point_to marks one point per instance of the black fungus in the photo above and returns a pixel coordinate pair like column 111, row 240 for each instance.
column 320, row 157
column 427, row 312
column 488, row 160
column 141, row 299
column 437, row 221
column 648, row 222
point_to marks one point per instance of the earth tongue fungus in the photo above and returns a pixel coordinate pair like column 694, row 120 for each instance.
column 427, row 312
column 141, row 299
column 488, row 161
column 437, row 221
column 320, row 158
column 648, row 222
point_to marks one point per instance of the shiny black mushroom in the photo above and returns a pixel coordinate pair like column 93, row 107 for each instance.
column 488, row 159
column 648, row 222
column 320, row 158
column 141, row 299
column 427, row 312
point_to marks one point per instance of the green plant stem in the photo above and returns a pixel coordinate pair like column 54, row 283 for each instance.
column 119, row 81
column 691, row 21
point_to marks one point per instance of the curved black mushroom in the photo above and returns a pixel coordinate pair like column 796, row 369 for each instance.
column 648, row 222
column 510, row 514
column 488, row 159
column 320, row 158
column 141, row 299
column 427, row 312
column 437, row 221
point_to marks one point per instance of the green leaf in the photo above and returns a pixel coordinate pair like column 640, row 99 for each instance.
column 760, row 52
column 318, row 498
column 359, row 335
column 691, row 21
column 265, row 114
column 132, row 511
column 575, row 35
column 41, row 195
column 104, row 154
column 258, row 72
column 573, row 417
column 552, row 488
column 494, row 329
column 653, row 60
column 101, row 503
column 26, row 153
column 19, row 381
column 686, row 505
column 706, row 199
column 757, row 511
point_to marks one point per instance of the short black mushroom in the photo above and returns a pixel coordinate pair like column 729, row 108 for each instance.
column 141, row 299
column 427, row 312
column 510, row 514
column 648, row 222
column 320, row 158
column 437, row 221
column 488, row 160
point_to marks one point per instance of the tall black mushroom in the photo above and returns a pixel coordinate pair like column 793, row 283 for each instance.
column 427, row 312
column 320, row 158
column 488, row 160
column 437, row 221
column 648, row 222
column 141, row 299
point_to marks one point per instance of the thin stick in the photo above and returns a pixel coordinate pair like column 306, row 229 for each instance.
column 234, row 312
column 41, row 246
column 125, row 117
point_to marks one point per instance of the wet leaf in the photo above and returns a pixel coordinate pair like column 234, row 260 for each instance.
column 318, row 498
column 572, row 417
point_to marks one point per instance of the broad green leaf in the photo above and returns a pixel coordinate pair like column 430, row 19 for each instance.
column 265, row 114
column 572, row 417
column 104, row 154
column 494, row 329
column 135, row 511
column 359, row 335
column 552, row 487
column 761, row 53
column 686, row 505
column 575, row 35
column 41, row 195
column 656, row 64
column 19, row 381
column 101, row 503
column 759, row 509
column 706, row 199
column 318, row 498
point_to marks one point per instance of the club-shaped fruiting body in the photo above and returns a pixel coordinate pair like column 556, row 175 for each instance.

▶ _Work task_:
The lines to return run from the one containing "point_to marks one point per instance of the thin" through the last line of the records above. Give them exactly and include nothing more.

▶ _Answer to the exercise_:
point_to marks one point per instance of the thin stick in the photo above and returns a pixel coordinate pair like column 306, row 229 for each instance.
column 234, row 312
column 41, row 246
column 125, row 117
point_to marks one point per instance of the wet leaf in the photo above and returns a pixel coordinate pair like column 234, row 260 for each instance.
column 318, row 498
column 572, row 417
point_to marks one point per instance of the broad green leaf in the photo above and returns a pixel coordinate pair like column 430, row 19 for each instance.
column 265, row 114
column 572, row 417
column 104, row 154
column 494, row 329
column 135, row 511
column 359, row 335
column 552, row 487
column 761, row 53
column 686, row 505
column 575, row 35
column 41, row 195
column 656, row 64
column 19, row 381
column 101, row 503
column 759, row 509
column 706, row 199
column 318, row 498
point_to marks one point per instance of the club-shaped fruiting body in the photo above and returns a pixel coordinate pair like column 556, row 175 for each instance.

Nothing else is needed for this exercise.